Enmeier v. Blaize
Citation | 179 N.E. 783,203 Ind. 303 |
Decision Date | 26 February 1932 |
Docket Number | 26,110 |
Parties | Enmeier et al. v. Blaize et al |
Court | Supreme Court of Indiana |
1. APPEALS---From what Judgments Appeals may be Taken---As a general rule, appeals can only be taken from final judgments (695 Burns 1926). p. 306.
2. APPEALS---"Final Judgments"---From which Appeals may be Taken.---A "final judgment," within the meaning of the term in 695 Burns 1926, must terminate the litigation between all parties on the issues of the case made by the pleadings, so that, if the judgment be affirmed, the trial court would have nothing to do but to execute the judgment it had rendered. p. 306.
3. APPEALS---Judgment not Disposing of Issue as to one Defendant---Not Final Judgment.---Where the judgment rendered did not dispose of the issue made by the complaint against one de-endant, there was no "final judgment" from which an appeal could be taken. p. 306.
4. APPEALS---Judgment not Disposing of Issue made by General Denial---Not Final Judgment.---A judgment on a demurrer to an affirmative paragraph of answer did not dispose of the issue made by an answer of general denial, and there was no "final judgment" from which an appeal could be taken. p. 306.
5. APPEALS---Jurisdiction---Cannot be Conferred by Agreement or Consent.---The parties to an appeal cannot confer jurisdiction on the appellate tribunal by agreement or consent. p. 307.
From Knox Circuit Court; William S. Hoover, Judge.
Action for declaratory judgment (§§ 680.1-680.16 Burns Supp. 1929) by Joshua L. Blaize against Paul W. Enmeier and another. From a judgment for plaintiff, the named defendant appealed.
Appeal dismissed.
Horace A. Foncannon, for appellant.
Curtis G. Shake, for appellee.

============

• Tasks
A) Repeat the case summary from "4. APPEALS---Judgment not" up to and including "consent. p. 307.".
B) Using the case summary, decide whether each statement is true, answering yes or no and quoting the deciding words: (i) the appeal came from the Knox Circuit Court; (ii) parties to an appeal can give the appellate tribunal jurisdiction by consent; (iii) the appeal was affirmed.
The data after this point is unrelated to the case summary.

• Dataset extract
============

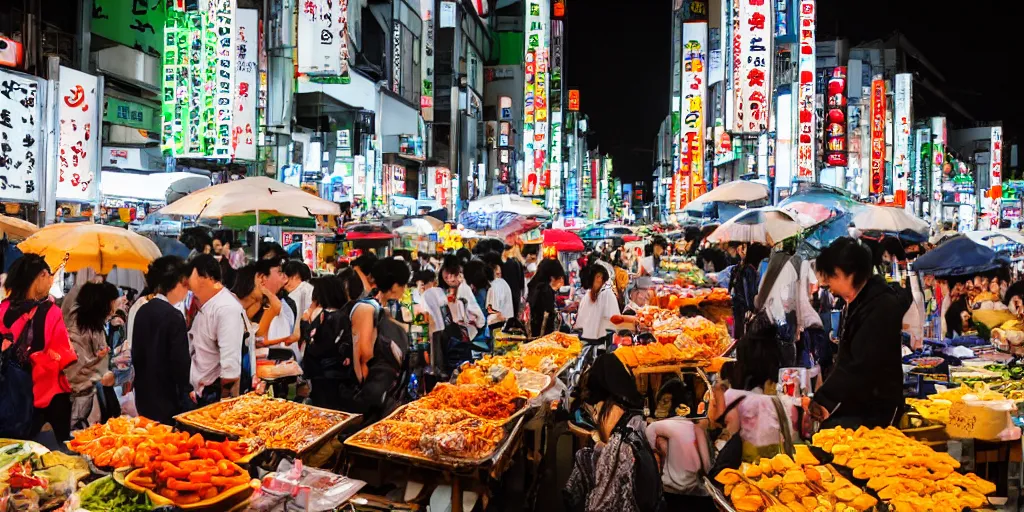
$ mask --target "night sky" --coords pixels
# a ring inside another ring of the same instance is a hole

============

• Solutions by task
A)
4. APPEALS---Judgment not Disposing of Issue made by General Denial---Not Final Judgment.---A judgment on a demurrer to an affirmative paragraph of answer did not dispose of the issue made by an answer of general denial, and there was no "final judgment" from which an appeal could be taken. p. 306.
5. APPEALS---Jurisdiction---Cannot be Conferred by Agreement or Consent.---The parties to an appeal cannot confer jurisdiction on the appellate tribunal by agreement or consent. p. 307.

B)
(i) Yes: "From Knox Circuit Court; William S. Hoover, Judge."
(ii) No: "The parties to an appeal cannot confer jurisdiction on the appellate tribunal by agreement or consent."
(iii) No: "Appeal dismissed."